== Short exercise ==
Can you repeat every line of the data below, requests included, with each answer's coordinates shifted by adding 124 to every number?

== Data supplied ==
▬▬▬
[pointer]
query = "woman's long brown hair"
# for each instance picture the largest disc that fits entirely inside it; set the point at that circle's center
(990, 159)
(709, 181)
▬▬▬
== Response ==
[pointer]
query = "woman's long brown hair"
# for each instance picture the largest disc that fits entirely inside it; set the point at that circle's center
(1114, 283)
(833, 305)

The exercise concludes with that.